What is needed: Please repeat exactly the lines below from the one containing "The answer to" down to the one containing "positive clicks: (32, 168)", both included, and nothing else.

Records shown:
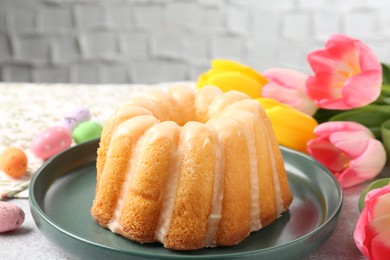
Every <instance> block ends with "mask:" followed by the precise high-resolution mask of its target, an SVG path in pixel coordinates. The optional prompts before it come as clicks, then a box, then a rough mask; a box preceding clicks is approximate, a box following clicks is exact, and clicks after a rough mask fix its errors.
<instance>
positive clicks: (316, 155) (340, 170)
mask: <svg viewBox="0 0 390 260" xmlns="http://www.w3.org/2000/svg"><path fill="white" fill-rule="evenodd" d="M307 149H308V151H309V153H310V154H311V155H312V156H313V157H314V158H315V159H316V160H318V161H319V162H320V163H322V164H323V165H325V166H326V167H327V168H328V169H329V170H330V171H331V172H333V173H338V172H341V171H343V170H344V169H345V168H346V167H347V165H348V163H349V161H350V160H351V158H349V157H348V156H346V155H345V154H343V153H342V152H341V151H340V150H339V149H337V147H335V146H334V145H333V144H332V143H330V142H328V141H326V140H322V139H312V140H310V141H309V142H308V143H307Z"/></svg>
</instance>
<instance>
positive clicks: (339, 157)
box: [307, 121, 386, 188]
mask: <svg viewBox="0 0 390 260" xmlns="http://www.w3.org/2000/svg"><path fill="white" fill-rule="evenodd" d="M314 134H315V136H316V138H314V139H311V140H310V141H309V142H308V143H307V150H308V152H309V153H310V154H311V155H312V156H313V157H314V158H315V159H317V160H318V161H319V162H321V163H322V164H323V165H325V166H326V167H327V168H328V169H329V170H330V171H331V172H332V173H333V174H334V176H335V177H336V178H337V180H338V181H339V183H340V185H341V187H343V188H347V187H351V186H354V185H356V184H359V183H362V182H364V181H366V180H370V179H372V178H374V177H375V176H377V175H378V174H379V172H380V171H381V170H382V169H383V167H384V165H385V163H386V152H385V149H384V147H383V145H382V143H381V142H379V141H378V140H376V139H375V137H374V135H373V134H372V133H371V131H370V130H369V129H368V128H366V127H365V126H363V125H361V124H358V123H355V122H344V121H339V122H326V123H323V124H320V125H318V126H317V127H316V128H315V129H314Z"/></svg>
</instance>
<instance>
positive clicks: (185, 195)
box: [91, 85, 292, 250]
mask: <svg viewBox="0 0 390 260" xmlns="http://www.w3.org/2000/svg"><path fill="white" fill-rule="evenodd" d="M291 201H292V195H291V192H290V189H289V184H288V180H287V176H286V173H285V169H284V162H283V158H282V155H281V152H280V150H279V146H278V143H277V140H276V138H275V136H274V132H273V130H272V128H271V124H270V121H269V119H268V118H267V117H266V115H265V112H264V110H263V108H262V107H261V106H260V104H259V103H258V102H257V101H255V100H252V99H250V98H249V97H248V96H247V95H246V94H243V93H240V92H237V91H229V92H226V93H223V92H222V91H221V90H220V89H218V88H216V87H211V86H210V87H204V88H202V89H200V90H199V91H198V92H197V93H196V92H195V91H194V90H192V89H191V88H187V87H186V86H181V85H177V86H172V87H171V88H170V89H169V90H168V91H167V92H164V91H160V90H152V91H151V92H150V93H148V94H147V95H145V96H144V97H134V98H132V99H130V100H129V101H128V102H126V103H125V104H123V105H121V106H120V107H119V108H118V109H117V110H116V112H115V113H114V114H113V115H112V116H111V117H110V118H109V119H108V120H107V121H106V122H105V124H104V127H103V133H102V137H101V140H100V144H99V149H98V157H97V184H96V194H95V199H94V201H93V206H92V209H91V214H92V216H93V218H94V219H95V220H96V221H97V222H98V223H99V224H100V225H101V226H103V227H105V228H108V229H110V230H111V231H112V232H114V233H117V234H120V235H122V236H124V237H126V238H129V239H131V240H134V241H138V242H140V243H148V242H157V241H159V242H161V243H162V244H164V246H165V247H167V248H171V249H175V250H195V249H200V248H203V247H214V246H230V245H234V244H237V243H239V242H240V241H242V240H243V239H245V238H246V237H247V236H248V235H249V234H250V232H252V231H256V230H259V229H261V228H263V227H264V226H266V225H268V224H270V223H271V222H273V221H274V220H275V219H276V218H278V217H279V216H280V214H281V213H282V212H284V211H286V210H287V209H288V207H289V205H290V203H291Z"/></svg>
* * *
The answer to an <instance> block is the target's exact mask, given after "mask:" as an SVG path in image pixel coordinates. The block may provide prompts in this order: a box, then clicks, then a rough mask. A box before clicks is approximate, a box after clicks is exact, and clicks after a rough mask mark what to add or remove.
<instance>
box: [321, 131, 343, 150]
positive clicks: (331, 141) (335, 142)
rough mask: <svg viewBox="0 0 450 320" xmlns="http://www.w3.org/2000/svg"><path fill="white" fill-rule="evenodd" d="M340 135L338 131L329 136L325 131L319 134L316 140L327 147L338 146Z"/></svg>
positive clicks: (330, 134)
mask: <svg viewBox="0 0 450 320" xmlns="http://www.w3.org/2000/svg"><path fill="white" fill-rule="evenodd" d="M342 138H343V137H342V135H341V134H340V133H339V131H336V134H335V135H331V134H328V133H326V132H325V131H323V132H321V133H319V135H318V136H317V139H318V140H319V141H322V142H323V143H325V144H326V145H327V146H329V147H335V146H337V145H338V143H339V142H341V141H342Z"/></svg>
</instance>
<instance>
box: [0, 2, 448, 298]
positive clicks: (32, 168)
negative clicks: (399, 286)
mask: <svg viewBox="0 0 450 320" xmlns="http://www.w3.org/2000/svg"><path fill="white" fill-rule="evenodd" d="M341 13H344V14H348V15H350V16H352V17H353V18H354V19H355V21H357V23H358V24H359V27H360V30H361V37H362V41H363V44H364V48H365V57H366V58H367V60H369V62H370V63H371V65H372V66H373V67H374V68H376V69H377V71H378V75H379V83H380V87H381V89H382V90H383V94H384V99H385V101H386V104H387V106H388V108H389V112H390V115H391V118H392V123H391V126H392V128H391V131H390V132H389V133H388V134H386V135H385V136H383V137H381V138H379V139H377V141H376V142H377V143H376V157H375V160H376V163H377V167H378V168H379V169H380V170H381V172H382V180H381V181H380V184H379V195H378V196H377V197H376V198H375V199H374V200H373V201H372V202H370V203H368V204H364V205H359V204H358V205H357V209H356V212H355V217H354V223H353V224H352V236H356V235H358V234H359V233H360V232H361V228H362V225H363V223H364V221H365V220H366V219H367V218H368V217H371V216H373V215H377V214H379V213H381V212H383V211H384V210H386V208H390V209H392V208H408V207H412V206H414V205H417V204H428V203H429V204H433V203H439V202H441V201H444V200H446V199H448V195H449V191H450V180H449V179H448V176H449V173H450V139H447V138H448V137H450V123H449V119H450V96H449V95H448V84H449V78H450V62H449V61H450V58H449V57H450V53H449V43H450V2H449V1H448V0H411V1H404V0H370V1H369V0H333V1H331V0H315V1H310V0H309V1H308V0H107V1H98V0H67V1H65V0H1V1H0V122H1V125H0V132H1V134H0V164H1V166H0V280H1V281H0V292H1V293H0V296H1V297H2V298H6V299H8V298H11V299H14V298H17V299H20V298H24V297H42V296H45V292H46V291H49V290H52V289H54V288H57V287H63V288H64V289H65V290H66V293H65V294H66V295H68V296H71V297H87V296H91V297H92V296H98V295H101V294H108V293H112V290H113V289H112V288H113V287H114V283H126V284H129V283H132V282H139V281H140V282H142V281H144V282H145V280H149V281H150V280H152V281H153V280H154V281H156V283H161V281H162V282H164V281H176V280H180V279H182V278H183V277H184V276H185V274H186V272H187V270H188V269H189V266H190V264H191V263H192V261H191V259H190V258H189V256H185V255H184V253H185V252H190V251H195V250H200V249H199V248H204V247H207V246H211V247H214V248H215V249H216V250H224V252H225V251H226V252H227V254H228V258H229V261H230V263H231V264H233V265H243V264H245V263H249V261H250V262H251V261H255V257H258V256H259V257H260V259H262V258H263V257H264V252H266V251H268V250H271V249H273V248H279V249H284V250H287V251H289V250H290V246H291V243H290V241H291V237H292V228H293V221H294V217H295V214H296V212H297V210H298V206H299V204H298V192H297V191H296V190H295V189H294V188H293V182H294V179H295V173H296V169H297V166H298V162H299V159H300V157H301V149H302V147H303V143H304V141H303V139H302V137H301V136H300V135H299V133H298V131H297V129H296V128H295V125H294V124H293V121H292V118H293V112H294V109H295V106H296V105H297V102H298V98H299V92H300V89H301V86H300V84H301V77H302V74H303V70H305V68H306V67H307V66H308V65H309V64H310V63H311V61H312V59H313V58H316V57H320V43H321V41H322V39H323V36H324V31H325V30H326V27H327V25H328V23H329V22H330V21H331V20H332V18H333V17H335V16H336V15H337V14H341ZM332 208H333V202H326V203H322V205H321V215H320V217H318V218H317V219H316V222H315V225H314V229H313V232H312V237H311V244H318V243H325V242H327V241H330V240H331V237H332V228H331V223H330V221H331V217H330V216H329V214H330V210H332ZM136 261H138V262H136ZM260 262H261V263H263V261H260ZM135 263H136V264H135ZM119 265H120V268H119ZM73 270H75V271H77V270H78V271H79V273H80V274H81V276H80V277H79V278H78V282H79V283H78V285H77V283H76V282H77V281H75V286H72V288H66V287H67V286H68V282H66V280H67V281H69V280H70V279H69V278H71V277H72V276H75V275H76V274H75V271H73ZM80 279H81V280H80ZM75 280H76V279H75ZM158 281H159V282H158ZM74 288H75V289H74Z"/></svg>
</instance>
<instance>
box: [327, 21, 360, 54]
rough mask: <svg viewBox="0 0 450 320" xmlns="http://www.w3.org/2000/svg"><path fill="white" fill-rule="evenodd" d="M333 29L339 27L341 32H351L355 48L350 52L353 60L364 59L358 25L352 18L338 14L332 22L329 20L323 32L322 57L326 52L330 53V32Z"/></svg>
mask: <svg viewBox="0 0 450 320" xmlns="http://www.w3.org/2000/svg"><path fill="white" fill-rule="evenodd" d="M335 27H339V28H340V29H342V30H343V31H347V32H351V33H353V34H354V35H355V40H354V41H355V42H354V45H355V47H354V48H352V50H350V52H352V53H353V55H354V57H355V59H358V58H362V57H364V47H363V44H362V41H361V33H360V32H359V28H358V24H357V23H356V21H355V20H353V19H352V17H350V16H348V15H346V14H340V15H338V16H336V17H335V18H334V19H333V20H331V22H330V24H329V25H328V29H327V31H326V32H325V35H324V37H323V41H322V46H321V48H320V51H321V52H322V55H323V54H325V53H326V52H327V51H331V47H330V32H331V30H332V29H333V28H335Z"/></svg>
* * *
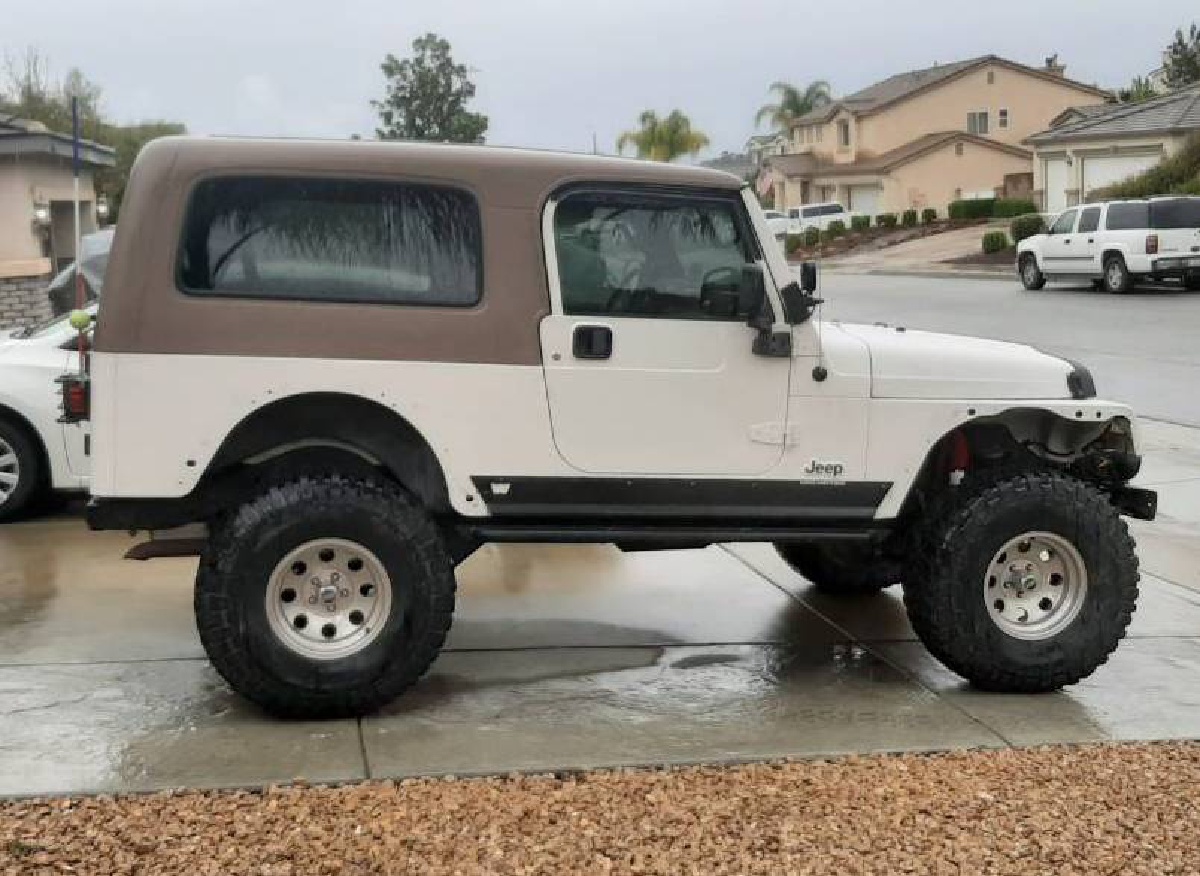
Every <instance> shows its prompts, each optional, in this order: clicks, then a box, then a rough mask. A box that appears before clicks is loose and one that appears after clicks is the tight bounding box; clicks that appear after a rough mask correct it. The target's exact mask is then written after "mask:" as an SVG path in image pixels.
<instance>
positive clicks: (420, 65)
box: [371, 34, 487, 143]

Expected output:
The answer to an <instance> block is the target's exact mask, given after "mask:" as an SVG path in image pixel coordinates. The block may provide prompts in this order: a box, then clicks, then a rough mask. A box before clicks is approximate, a box after clicks is exact, and clicks after a rough mask mark what to add or remove.
<instance>
box: [321, 131, 343, 150]
positive clicks: (331, 141) (335, 142)
rough mask: <svg viewBox="0 0 450 320" xmlns="http://www.w3.org/2000/svg"><path fill="white" fill-rule="evenodd" d="M340 135L338 131L329 136L325 131L319 134L316 140L327 147L338 146Z"/></svg>
positive clicks: (330, 134)
mask: <svg viewBox="0 0 450 320" xmlns="http://www.w3.org/2000/svg"><path fill="white" fill-rule="evenodd" d="M342 138H343V137H342V135H341V134H340V133H339V131H336V134H335V135H331V134H328V133H326V132H325V131H323V132H321V133H319V135H318V136H317V139H318V140H319V141H322V142H323V143H325V144H326V145H327V146H329V147H335V146H337V145H338V143H339V142H341V141H342Z"/></svg>
</instance>
<instance>
box: [0, 2, 448, 298]
positive clicks: (32, 168)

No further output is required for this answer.